O Tomy, não. Sujeito quieto, fazedor de vídeos, fez um documentário sobre samba. Era tudo que eu sabia dele. Talvez por isso não tenha valorizado a sensação de vazio que ele me transmitiu. Não era nada de objetivo. Na verdade, se eu fosse realmente avaliar seu humor naquele dia, diria que estava normal. Falou articuladamente, estava bem vestido, tinha vindo ao meu encontro por iniciativa própria. Mas comunicava um vazio, de alguma forma. Eu não sentia vontade de falar com ele, algo nele me dava medo de mim mesmo. Mas isso são percepções retrospectivas; pode ser que hoje eu pense dessa maneira somente por saber o que aconteceu depois.
Saiu da produtora com uma lista de pessoas para ligar, já avisadas de que ligaria. No dia seguinte, mandou-me o seguinte email:
Dimi,
Já consegui falar com algumas pessoas.
A Maristela foi muito simpática. Estou levando meu filme para ela dar uma
olhada.
Te ligo quando tiver novidades.
Abraço
Tomy
Não parece um texto de alguém prestes a se matar.
Quatro dias depois, ontem, minha cunhada Rafaela ligou avisando que estava sendo velado no cemitério do Morumbi. Enforcou-se com o cabo da tv.
***
Há aproximadamente 10 anos, meu ex-cunhado Lúcio enforcou-se com o cordão da capoeira. Há uns tantos anos, aproximadamente na mesma época, meu colega de medicina Popi matou-se com uma overdose de barbitúricos e minha colega de medicina Ieda matou-se com uma injeção de potássio. Quando eu ainda morava em Boston, em 1994, o namorado da Rebecca, Rafaello, pulou do prédio onde morava (então descobrimos que ele era o rei da Itália, estudando incógnito na Harvard, todos os papparazzi do mundo apareceram ao mesmo tempo).

◆ DADOS APRESENTADOS
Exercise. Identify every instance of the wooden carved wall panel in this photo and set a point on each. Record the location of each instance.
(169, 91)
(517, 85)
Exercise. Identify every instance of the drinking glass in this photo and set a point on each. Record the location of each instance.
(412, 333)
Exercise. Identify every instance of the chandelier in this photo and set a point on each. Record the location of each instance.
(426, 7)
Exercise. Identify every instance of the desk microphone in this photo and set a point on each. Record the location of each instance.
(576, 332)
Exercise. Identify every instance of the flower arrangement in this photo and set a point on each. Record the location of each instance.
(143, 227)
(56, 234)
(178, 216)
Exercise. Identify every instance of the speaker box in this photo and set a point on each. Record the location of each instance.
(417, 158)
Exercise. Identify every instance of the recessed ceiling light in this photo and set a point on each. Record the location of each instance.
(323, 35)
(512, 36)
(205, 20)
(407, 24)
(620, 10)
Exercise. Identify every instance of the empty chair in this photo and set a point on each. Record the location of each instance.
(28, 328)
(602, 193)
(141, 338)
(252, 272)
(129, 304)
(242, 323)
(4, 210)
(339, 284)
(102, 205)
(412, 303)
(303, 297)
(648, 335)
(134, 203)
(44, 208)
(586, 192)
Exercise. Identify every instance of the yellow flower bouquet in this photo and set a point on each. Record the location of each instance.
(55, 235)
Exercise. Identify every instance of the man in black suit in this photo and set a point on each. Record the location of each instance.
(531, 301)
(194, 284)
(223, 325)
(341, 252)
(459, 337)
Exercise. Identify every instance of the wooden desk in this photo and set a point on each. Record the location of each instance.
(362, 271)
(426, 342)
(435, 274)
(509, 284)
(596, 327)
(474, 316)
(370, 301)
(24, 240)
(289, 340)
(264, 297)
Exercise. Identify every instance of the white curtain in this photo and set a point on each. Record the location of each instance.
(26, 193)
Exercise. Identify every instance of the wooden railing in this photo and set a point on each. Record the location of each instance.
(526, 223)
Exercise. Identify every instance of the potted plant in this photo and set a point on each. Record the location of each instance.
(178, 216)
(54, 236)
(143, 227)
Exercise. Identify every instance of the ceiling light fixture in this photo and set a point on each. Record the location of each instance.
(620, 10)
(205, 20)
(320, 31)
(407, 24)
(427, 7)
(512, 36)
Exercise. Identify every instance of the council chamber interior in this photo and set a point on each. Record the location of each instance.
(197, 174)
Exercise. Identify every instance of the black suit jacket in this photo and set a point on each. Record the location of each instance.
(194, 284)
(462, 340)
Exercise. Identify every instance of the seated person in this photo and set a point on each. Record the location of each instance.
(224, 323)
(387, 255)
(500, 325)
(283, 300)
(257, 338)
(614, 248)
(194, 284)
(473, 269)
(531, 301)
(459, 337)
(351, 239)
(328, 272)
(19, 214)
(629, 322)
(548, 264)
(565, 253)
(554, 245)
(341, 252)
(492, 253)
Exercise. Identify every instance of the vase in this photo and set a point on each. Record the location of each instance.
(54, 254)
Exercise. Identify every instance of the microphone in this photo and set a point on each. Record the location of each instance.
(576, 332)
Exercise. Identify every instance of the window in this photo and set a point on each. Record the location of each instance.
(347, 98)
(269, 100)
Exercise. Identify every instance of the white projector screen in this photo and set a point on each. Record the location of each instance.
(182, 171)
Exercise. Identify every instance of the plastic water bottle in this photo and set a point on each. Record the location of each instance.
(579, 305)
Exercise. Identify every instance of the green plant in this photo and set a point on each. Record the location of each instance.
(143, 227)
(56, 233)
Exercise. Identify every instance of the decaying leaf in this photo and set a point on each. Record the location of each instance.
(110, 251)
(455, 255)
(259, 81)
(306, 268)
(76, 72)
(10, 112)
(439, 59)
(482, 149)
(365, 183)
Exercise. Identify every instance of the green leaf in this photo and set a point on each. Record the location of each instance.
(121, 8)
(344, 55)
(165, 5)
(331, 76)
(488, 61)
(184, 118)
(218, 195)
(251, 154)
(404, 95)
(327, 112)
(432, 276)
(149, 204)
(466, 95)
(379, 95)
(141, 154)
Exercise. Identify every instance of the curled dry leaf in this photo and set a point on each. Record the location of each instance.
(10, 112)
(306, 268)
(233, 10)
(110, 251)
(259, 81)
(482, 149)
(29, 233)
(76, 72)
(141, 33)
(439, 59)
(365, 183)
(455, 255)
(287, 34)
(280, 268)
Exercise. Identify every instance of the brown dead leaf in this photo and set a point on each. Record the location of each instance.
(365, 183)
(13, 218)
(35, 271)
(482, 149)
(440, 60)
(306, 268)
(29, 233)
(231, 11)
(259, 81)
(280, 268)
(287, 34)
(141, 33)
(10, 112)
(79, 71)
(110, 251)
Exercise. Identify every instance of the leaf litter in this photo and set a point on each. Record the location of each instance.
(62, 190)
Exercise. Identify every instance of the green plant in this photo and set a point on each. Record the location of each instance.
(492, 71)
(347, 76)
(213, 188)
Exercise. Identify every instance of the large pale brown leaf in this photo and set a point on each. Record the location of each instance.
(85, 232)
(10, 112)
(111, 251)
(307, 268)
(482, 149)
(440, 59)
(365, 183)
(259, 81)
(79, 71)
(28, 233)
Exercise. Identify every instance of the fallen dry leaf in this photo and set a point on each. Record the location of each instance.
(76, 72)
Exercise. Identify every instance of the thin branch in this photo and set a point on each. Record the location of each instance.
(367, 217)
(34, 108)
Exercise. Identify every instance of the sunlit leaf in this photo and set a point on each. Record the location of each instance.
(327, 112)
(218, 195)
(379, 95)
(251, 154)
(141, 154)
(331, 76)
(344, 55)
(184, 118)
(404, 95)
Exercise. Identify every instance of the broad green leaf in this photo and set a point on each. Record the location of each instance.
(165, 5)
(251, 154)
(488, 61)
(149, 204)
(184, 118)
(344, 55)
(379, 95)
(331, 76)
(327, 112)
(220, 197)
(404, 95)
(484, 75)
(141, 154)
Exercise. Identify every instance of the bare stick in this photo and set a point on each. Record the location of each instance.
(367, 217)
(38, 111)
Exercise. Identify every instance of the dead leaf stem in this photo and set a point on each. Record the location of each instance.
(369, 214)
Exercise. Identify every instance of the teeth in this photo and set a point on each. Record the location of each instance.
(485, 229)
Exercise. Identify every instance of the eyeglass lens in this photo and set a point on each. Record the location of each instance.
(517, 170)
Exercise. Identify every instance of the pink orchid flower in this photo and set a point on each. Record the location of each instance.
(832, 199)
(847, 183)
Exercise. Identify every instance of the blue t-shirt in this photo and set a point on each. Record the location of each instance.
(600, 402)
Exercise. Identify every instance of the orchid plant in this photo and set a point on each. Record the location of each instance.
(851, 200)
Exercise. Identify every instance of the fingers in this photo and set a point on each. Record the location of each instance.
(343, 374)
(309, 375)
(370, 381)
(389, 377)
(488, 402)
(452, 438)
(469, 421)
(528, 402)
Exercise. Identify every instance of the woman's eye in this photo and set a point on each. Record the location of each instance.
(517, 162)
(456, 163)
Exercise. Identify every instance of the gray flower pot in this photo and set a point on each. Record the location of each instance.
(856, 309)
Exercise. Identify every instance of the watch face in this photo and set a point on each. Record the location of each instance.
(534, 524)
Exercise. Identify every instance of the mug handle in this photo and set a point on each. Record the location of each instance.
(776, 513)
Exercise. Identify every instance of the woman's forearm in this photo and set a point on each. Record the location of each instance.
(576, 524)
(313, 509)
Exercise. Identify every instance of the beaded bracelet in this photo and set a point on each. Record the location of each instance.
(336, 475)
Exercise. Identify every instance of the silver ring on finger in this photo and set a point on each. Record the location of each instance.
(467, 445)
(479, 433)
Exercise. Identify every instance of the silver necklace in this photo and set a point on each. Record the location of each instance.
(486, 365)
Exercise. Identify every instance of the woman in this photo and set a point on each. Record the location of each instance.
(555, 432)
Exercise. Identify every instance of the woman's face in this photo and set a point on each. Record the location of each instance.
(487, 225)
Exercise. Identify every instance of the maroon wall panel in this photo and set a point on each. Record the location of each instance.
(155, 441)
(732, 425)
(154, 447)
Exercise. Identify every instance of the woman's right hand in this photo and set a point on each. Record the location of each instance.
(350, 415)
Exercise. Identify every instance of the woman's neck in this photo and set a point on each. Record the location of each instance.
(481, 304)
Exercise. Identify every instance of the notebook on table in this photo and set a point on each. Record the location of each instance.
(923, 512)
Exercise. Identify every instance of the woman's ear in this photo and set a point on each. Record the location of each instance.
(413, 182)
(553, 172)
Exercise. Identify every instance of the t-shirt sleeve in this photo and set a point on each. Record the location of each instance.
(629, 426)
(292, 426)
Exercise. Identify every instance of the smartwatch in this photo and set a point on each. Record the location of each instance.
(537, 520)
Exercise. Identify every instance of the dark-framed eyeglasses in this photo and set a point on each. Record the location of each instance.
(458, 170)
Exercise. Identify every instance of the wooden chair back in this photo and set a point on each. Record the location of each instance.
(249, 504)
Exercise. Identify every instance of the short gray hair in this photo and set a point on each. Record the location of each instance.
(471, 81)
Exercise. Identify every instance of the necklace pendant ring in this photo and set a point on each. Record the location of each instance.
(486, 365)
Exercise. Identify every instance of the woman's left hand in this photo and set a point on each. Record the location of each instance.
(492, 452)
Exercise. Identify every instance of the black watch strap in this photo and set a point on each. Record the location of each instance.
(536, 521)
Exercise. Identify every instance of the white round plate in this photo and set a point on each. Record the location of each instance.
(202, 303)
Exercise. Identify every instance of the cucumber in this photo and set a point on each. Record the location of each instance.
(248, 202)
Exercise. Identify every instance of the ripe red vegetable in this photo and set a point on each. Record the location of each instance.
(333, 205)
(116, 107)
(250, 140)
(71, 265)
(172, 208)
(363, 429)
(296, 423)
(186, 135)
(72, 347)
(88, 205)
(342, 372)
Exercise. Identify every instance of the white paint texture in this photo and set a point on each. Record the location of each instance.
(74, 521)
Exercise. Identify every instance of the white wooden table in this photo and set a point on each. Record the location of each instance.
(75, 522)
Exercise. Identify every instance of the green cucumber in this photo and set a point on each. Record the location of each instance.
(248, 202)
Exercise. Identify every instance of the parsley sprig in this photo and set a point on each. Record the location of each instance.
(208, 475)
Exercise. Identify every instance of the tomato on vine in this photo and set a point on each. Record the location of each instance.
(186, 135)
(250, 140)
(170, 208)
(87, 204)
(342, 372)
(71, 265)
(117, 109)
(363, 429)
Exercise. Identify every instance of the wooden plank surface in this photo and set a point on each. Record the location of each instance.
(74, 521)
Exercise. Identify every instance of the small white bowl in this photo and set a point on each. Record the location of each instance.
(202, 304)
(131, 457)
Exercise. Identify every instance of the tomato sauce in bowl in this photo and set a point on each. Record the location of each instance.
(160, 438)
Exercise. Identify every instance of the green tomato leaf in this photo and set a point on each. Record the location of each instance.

◆ INSTRUÇÕES
A. Reescreva de forma mais concisa o parágrafo do relato que começa com "O Tomy, não", mantendo seus fatos principais.
B. Transcreva do relato tudo o que vai de "A Maristela foi" até "ao mesmo tempo).".

◆ RESPOSTAS POR ITEM
A. Do Tomy, sabia-se apenas que era quieto, fazia vídeos e havia realizado um documentário sobre samba. Naquele dia, parecia normal: falou de forma articulada, estava bem vestido e tinha ido ao encontro por iniciativa própria. Ainda assim, transmitia uma sensação de vazio que não foi valorizada e que despertava certo medo. Essas percepções, porém, podem ser retrospectivas, influenciadas pelo que aconteceu depois.

B.
A Maristela foi muito simpática. Estou levando meu filme para ela dar uma
olhada.
Te ligo quando tiver novidades.
Abraço
Tomy
Não parece um texto de alguém prestes a se matar.
Quatro dias depois, ontem, minha cunhada Rafaela ligou avisando que estava sendo velado no cemitério do Morumbi. Enforcou-se com o cabo da tv.
***
Há aproximadamente 10 anos, meu ex-cunhado Lúcio enforcou-se com o cordão da capoeira. Há uns tantos anos, aproximadamente na mesma época, meu colega de medicina Popi matou-se com uma overdose de barbitúricos e minha colega de medicina Ieda matou-se com uma injeção de potássio. Quando eu ainda morava em Boston, em 1994, o namorado da Rebecca, Rafaello, pulou do prédio onde morava (então descobrimos que ele era o rei da Itália, estudando incógnito na Harvard, todos os papparazzi do mundo apareceram ao mesmo tempo).